**Source text:**
— START —

Having Michelle come down here with us has been wonderful for Andi.

Next week I plan to do a post about Tanner and his cultural adventures in island Little League Baseball.  But this week I’d like to focus a bit on Andi.

For both of the older kids, their number one challenge since we arrived here eight weeks ago has been their lack of friends.   And we still haven’t really overcome this yet.  It’s not that there are no kids here their age; it’s just that we’re having a hard time meeting them and getting to know them.  Tanner has had an easier time at this because there are boys his age that live close by.

But Andi really has nobody.  Thank goodness Michelle came down here with us, because she’s helped tremendously in easing Andi’s homesickness. Those two have been good friends for Andi’s entire life.

 

Sailing Lessons:

When we first arrived on the island we were determined to find activities the kids could join, and of course the goal in doing so was twofold.  First:  so the kids could do something fun.  Second and more importantly: so they could meet people and make friends.  With Andi we discussed multiple activities and eventually she decided she might like to try sailing.  We made some inquiries and heard about youth sailing lessons at the St. Maarten Yacht Club.

Sounded promising.

So about four weeks ago we stopped in at the Yacht Club dock and met Micah, the youth sailing instructor.  Micah was wonderfully kind, gracious and encouraging, but what we initially heard wasn’t promising.  The conversation went something like this:

The doc in the lagoon where sailing lessons start and end.

“We’d like to enroll Andi in sailing.”

“Wonderful!  You’ve come to the right place.  How old is she?”

“Thirteen.”

“Has she sailed before?”

“No. “

“Never?”

“Never.”

“Oh.  Ummm…. Well, then she should really start out with a beginner sailing class.”

“Ok,” I said, sensing that something was strange.  “How old are the other kids in that class?”

“They are all young.”

“How young?”

I found this image with the help of Google. It's two years old so I don't recognize any of the kids. But the woman on the right (behind the kids) is Micah. The young man on the left with red hair is her assistant, Dan. Together they are the youth sailing instructors.

“Six, seven, maybe eight.”

“Oh.” I said, and I could feel Andi cringe at my side.  “I should explain that the main reason we want to enroll her in sailing is so she can meet other kids her age.”

“Ok, well… in the intermediate class there are lots of kids her age, but they have all been sailing for years.  She would have a hard time jumping right into that class.”

I said nothing, suspecting that if I kept quiet she would eventually propose her own solution to this problem.

“But…” she said slowly, “… I guess we could try and put her in the same boat as the kids her age.  She would just have to catch up to them.”

“Okay” I said quickly before she could change her mind.  “Andi, sound okay to you?”

We both looked at Andi who shuffled her feet, looked at the ground and mumbled, “I guess so.”

“We’ll discuss it together and get back to you,” I told Micah.  I thanked her for her time and we left.

Back in the car I asked Andi why she seemed less than enthused.  I thought we had discussed sailing and that she wanted to give it a try.  She explained that she didn’t relish the idea of being thrown in with a group of kids who all knew each other and who were more advanced than she was.  She would be the new girl who didn’t know anything about sailing.  And plus she really wasn’t all that excited about sailing anyway.  And could we please just find something else?

— END —

**Stored data:**

— START —

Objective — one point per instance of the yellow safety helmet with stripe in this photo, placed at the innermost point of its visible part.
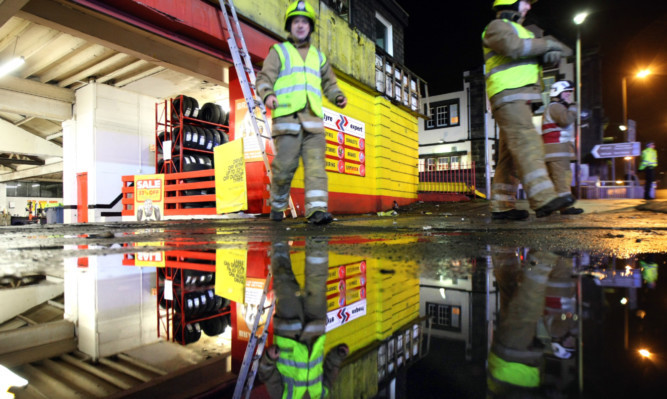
(300, 8)
(498, 3)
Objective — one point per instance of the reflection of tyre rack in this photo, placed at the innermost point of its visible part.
(192, 133)
(194, 307)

— END —

**Required work:**
**A.** Rewrite the blog post about Andi's sailing lessons from "When we first" to "Sounded promising.", replacing "activities" with "pastimes".
**B.** In the blog post about Andi's sailing lessons, what is the name of Micah's assistant?
**C.** Continue the blog post about Andi's sailing lessons from its final sentence.

**Exercise responses:**
**A.**
When we first arrived on the island we were determined to find pastimes the kids could join, and of course the goal in doing so was twofold.  First:  so the kids could do something fun.  Second and more importantly: so they could meet people and make friends.  With Andi we discussed multiple pastimes and eventually she decided she might like to try sailing.  We made some inquiries and heard about youth sailing lessons at the St. Maarten Yacht Club.

Sounded promising.

**B.** Dan

**C.**
We went back to the list of options and looked into a few others. Everywhere we turned we found dead ends.  A couple other activities had the same problem: she had no experience and would need to start in the beginner’s class with the grade school kids. Sailing was the only activity we could find where she would be able to jump in with kids her own age.

Reluctantly, she agreed to give sailing a try.

Schwarmas, and a Mini-Miracle:

Abu-Ghazi. Locally famous for their shawarmas.

On the Friday evening before what was to be Andi’s first sailing lesson, Cari and I went on a date.  We headed out intending to eat dinner at a Brazilian steak house we’d heard a lot about.  But despite the directions we’d been given, we were unable to find the place.  Reluctantly we decided to settle for Abu Ghazi’s, a place that Matt and Cecily Lew told us about that was supposed to have good schwarmas.  We’re a fan of schwarmas, but they don’t compare to Brazilian steak.

The schwarmas were good.  Okay, they were exceptionally good.  As I type this, my mouth is watering just from the memory. But the most interesting thing about dinner at Abu Ghazi’s wasn’t the food.  It was the people we met there.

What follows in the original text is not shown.